**PROVIDED TEXT:**
◇ ◇ ◇ ◇ ◇

Union Leader Correspondent

June 11. 2013 7:31PM

MILFORD — Planning for the town’s future just got a bit easier thanks to two grants valued at more than $55,000 received by the Milford Improvement Team.

The first of the grants, from an organization called Plan NH, will help the town look for ways to better tie the neighborhoods around Garden and Cottage streets to the downtown area. Through Plan NH’s Community Design Charrette, experts in planning will meet with members of the public, town officials, business owners and other stakeholders to determine the needs of the community.

“The charrette will provide the town with a valuable blueprint and ideas for revitalizing a neighborhood that was once hugely significant to Milford as the location of the Garden Street School and B&M Railroad that was Milford’s link to the world,” said Alan Woolfson, president of the board of the Milford Improvement Team.

Wolfson said the Milford Downtown Ongoing Improvement team, the predecessor to the Milford Improvement Team, focused primarily on the Milford Oval and the downtown area for nearly 20 years, seeking grants for everything from signage and lighting to sidewalks. But now the focus of the team has been broadened to include more of the community for planning and improvement. The charrette grant is one of the steps towards widening the team’s reach.

During a weekend in November, there will be two community “visioning sessions” that will allow the team of architects, builders, planners and various other planning professionals to receive input for the charrette, according to Tracy Hutchins, executive director of the Milford Improvement Team.

From there, the professional planners will hunker down and come up with ideas for making the Milford Oval and the surrounding neighborhoods more interconnected and pedestrian-friendly, said Hutchins. This information will be used to update the town’s master plan.

◇ ◇ ◇ ◇ ◇

Collection entries

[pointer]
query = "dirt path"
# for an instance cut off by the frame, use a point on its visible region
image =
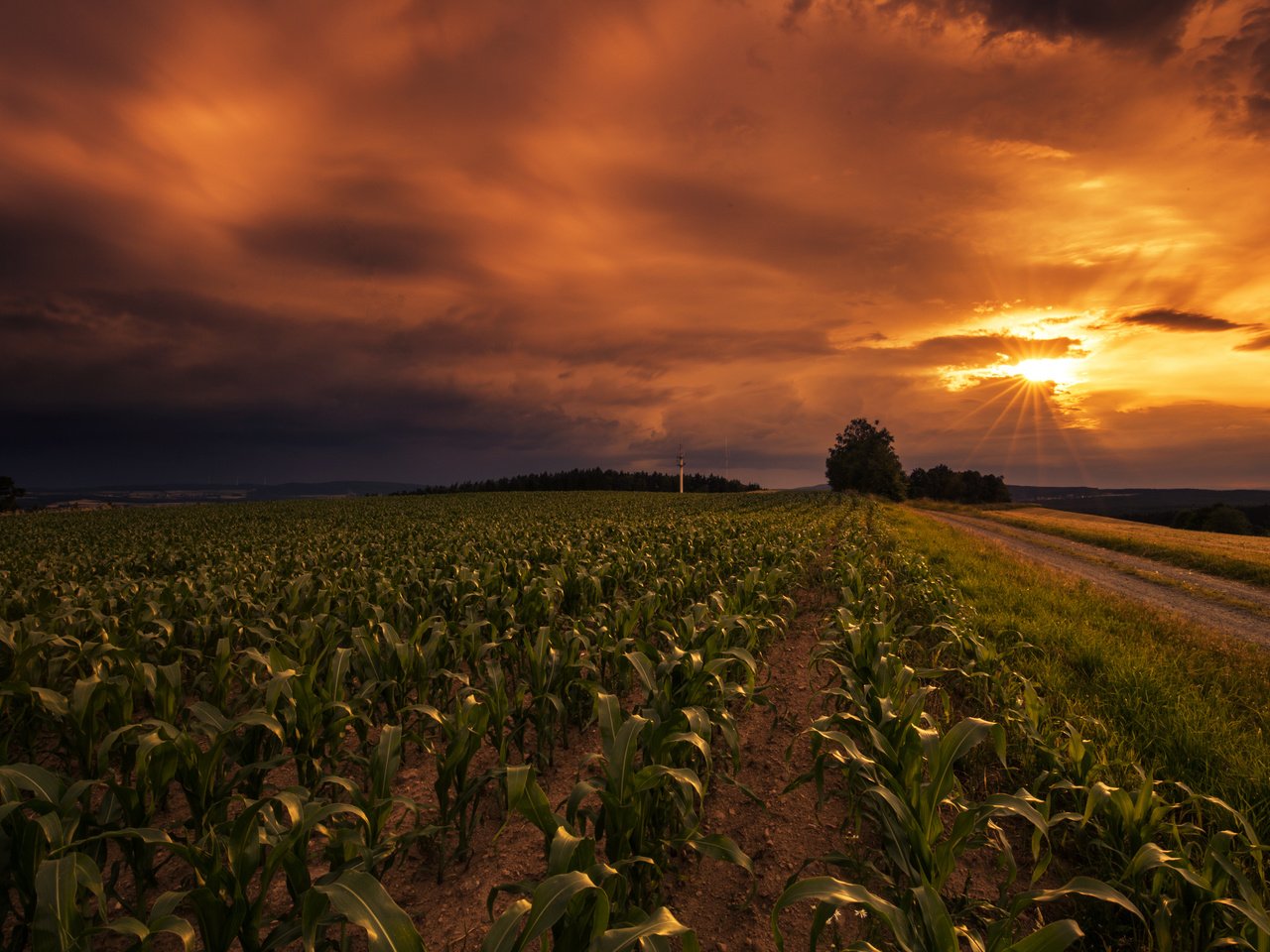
(1229, 607)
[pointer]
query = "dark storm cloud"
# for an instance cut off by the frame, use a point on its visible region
(837, 249)
(44, 252)
(1234, 75)
(1119, 22)
(177, 385)
(357, 245)
(1156, 23)
(95, 45)
(1169, 318)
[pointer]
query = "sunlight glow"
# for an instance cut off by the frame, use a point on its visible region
(1048, 370)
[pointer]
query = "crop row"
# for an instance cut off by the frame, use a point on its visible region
(206, 711)
(906, 676)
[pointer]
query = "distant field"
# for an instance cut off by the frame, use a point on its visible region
(1241, 557)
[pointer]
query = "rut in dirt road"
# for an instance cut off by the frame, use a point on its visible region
(1180, 592)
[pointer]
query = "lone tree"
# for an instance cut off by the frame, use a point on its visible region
(861, 458)
(9, 493)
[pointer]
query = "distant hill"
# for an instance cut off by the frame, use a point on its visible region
(1127, 503)
(594, 479)
(175, 494)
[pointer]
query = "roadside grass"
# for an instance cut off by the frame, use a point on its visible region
(1237, 557)
(1174, 697)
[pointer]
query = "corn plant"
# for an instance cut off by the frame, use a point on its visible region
(40, 817)
(393, 821)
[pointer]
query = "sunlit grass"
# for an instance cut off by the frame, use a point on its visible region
(1184, 702)
(1239, 557)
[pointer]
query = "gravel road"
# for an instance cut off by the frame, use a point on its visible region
(1193, 595)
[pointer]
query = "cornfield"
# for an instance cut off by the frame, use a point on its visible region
(204, 714)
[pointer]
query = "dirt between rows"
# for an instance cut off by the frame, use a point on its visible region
(1199, 598)
(716, 898)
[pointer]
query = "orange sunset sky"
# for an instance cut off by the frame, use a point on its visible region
(429, 241)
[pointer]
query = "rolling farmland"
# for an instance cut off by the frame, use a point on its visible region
(295, 725)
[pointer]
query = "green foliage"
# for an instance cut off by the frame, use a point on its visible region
(862, 460)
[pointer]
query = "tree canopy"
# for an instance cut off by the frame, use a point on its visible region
(862, 460)
(956, 486)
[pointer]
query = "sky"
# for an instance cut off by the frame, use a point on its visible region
(434, 241)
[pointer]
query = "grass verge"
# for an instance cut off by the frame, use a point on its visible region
(1182, 701)
(1236, 557)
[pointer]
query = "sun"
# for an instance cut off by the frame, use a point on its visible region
(1048, 370)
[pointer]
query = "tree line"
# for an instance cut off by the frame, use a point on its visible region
(862, 458)
(593, 479)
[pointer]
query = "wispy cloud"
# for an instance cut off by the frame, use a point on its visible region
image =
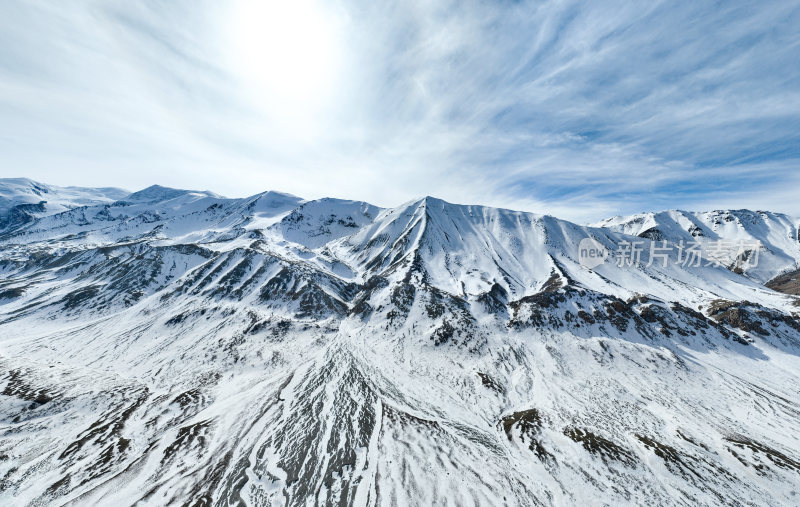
(579, 109)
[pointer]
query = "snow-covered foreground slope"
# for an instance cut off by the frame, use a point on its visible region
(177, 347)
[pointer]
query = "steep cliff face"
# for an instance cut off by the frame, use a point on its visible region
(179, 347)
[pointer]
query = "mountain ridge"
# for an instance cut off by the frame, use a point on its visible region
(273, 350)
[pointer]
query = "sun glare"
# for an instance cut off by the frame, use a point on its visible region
(287, 54)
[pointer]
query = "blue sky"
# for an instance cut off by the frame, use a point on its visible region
(578, 109)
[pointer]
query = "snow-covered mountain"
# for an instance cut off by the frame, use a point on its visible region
(23, 200)
(171, 346)
(778, 234)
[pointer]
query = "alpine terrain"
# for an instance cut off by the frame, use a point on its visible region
(174, 347)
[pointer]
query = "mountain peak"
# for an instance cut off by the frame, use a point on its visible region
(161, 193)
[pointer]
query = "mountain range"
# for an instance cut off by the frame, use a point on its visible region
(178, 347)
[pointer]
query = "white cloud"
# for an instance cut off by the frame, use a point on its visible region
(575, 109)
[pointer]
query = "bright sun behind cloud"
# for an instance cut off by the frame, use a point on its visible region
(288, 55)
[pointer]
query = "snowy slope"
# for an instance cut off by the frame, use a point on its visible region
(778, 234)
(22, 200)
(178, 347)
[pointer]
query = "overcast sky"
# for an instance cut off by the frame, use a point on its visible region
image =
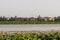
(29, 8)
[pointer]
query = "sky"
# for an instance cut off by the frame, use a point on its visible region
(29, 8)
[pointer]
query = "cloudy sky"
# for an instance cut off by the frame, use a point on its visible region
(29, 8)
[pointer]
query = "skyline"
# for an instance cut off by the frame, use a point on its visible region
(29, 8)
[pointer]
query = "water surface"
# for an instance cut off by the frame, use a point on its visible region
(30, 27)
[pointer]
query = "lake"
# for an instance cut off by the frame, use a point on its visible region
(30, 27)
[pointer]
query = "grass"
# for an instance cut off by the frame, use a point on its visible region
(30, 36)
(27, 22)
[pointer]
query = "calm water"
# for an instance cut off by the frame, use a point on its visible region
(30, 27)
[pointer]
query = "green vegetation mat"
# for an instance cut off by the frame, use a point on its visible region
(30, 35)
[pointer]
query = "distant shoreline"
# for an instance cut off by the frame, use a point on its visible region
(28, 22)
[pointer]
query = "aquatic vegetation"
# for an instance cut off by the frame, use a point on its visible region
(30, 36)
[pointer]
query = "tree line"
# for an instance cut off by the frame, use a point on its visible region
(39, 18)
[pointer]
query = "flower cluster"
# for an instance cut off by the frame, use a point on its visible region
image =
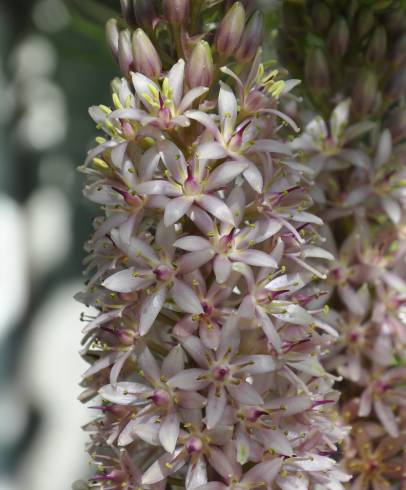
(206, 272)
(357, 162)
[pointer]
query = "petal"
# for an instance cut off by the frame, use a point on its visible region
(255, 258)
(222, 268)
(186, 298)
(245, 393)
(210, 151)
(228, 110)
(176, 209)
(216, 404)
(169, 431)
(192, 243)
(176, 77)
(126, 282)
(150, 310)
(188, 380)
(224, 174)
(190, 97)
(217, 208)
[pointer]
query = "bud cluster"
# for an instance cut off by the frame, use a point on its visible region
(206, 270)
(357, 156)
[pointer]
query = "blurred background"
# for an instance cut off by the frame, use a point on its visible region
(53, 65)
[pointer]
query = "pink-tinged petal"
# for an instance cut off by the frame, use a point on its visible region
(189, 380)
(146, 432)
(224, 174)
(190, 97)
(221, 463)
(217, 208)
(126, 282)
(193, 260)
(365, 405)
(186, 298)
(227, 103)
(174, 362)
(276, 440)
(150, 310)
(254, 178)
(269, 329)
(163, 467)
(190, 399)
(174, 160)
(384, 151)
(196, 475)
(270, 146)
(216, 404)
(169, 431)
(158, 187)
(195, 348)
(176, 209)
(211, 151)
(266, 472)
(257, 364)
(222, 268)
(124, 393)
(214, 485)
(392, 209)
(294, 314)
(192, 243)
(176, 77)
(245, 393)
(254, 257)
(149, 365)
(205, 120)
(387, 418)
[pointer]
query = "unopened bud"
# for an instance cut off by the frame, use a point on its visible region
(338, 37)
(251, 38)
(321, 16)
(145, 14)
(364, 22)
(176, 11)
(396, 124)
(112, 35)
(377, 45)
(398, 52)
(125, 53)
(396, 85)
(147, 60)
(127, 9)
(316, 70)
(364, 92)
(230, 30)
(200, 67)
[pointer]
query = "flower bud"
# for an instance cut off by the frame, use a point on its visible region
(338, 37)
(251, 38)
(230, 30)
(176, 11)
(396, 124)
(125, 53)
(127, 9)
(321, 16)
(364, 22)
(364, 92)
(147, 60)
(377, 45)
(316, 70)
(145, 14)
(112, 35)
(200, 67)
(396, 85)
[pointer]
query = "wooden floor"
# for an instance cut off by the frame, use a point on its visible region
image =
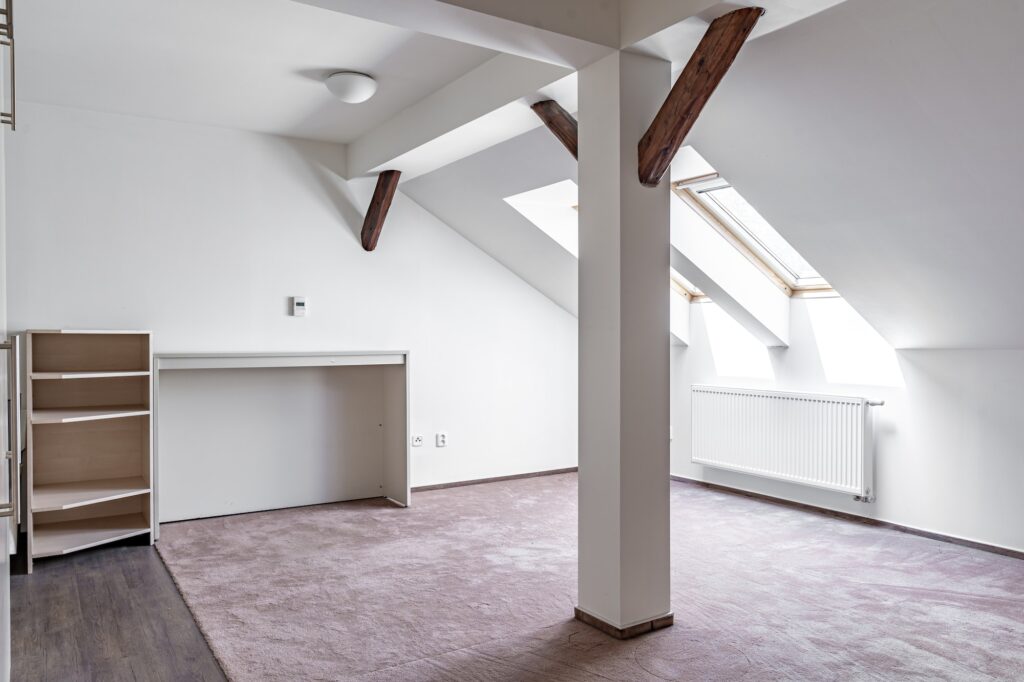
(111, 614)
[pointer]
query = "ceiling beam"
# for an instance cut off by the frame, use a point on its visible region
(694, 86)
(387, 182)
(424, 130)
(560, 123)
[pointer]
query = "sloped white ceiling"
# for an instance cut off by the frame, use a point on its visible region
(469, 197)
(883, 139)
(252, 65)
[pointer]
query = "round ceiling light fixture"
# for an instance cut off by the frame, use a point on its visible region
(351, 86)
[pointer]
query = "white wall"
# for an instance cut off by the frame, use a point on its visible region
(950, 440)
(202, 233)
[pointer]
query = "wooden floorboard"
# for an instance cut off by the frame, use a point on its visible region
(109, 613)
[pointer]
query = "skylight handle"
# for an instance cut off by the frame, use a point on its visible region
(7, 40)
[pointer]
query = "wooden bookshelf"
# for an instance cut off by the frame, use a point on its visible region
(89, 465)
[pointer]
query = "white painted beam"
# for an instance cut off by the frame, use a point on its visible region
(484, 107)
(474, 28)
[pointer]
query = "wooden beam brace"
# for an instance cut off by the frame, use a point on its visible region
(560, 123)
(387, 182)
(704, 72)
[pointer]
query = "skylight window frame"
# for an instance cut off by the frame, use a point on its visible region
(685, 288)
(694, 192)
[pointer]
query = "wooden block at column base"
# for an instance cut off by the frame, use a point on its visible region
(387, 182)
(625, 633)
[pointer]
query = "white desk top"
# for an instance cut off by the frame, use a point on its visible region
(268, 359)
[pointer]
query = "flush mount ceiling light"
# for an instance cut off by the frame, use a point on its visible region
(351, 86)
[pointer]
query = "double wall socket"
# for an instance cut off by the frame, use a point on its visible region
(440, 439)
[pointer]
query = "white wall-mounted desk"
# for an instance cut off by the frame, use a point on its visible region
(242, 432)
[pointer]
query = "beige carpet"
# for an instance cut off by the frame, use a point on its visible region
(478, 583)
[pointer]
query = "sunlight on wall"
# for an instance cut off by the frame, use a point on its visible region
(552, 209)
(736, 352)
(851, 351)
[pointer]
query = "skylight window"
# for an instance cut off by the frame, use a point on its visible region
(730, 206)
(553, 209)
(741, 223)
(684, 284)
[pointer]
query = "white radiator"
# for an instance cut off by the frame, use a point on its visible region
(819, 440)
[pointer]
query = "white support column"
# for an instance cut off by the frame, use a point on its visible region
(624, 352)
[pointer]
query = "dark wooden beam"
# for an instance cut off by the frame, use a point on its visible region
(387, 182)
(560, 123)
(704, 72)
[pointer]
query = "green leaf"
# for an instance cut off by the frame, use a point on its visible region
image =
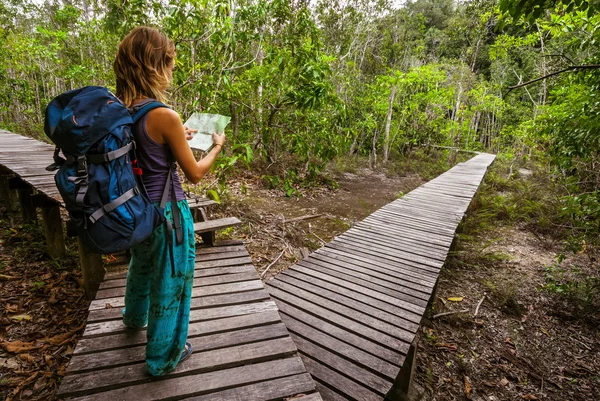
(214, 195)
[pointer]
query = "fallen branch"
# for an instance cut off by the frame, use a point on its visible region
(319, 238)
(478, 305)
(450, 313)
(571, 68)
(310, 216)
(272, 263)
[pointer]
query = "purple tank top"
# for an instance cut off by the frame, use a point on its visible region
(153, 159)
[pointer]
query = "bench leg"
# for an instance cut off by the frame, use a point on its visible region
(92, 269)
(8, 195)
(53, 230)
(208, 238)
(403, 382)
(27, 210)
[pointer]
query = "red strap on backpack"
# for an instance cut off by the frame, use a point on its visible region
(136, 170)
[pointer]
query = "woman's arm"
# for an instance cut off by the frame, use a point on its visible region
(164, 126)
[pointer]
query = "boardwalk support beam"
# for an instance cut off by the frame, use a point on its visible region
(8, 196)
(400, 389)
(25, 192)
(92, 269)
(53, 231)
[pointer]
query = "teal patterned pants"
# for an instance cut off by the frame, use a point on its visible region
(156, 297)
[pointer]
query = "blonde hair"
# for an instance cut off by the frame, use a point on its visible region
(143, 65)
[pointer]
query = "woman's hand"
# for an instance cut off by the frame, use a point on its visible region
(189, 133)
(219, 139)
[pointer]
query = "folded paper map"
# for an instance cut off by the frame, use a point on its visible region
(206, 124)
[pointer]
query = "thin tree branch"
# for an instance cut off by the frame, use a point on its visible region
(571, 68)
(559, 55)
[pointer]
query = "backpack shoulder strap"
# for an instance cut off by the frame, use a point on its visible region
(141, 109)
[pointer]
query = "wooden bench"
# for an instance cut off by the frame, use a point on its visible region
(353, 307)
(26, 186)
(242, 350)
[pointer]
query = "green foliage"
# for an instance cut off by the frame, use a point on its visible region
(533, 9)
(315, 84)
(575, 286)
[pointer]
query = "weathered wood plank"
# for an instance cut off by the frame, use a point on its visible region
(345, 385)
(400, 291)
(172, 386)
(343, 310)
(137, 354)
(197, 315)
(275, 389)
(374, 304)
(114, 312)
(138, 337)
(334, 318)
(394, 357)
(356, 355)
(200, 273)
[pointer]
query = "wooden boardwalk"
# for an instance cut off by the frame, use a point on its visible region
(242, 350)
(28, 159)
(351, 309)
(354, 306)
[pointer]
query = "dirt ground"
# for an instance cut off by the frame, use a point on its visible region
(521, 345)
(276, 242)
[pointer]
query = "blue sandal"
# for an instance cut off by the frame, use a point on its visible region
(187, 351)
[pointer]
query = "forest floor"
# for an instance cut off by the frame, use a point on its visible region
(522, 345)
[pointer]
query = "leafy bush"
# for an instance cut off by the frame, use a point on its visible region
(578, 287)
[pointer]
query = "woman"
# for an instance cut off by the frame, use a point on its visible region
(156, 294)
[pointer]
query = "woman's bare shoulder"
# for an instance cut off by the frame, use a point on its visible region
(162, 123)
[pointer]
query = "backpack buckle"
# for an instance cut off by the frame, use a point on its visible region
(81, 165)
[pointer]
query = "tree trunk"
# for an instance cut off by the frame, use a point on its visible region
(386, 142)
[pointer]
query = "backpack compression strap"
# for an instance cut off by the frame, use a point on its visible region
(138, 111)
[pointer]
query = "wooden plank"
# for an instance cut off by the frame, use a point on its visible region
(276, 389)
(394, 253)
(201, 250)
(393, 218)
(382, 278)
(117, 281)
(198, 315)
(392, 231)
(353, 390)
(411, 314)
(395, 357)
(393, 271)
(364, 377)
(433, 267)
(105, 379)
(344, 310)
(358, 356)
(400, 243)
(200, 257)
(418, 271)
(173, 386)
(337, 319)
(371, 305)
(385, 223)
(430, 220)
(237, 298)
(137, 354)
(205, 282)
(329, 394)
(138, 337)
(214, 225)
(223, 262)
(406, 301)
(405, 289)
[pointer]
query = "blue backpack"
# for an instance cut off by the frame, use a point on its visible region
(97, 178)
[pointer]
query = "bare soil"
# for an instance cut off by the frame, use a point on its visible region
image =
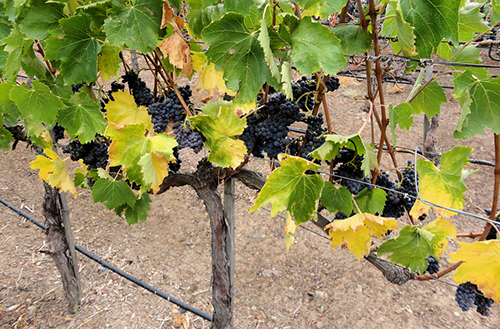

◇ ◇ ◇ ◇ ◇

**WHAT IS NEEDED:**
Answer these from the Milford news article:
1. Which organization is the source of the first grant?
2. Which streets surround the neighborhoods the town wants to link better to downtown?
3. When will the two community "visioning sessions" be held?
This material has no role here.

**FULL RESPONSE:**
1. Plan NH
2. Garden and Cottage streets
3. During a weekend in November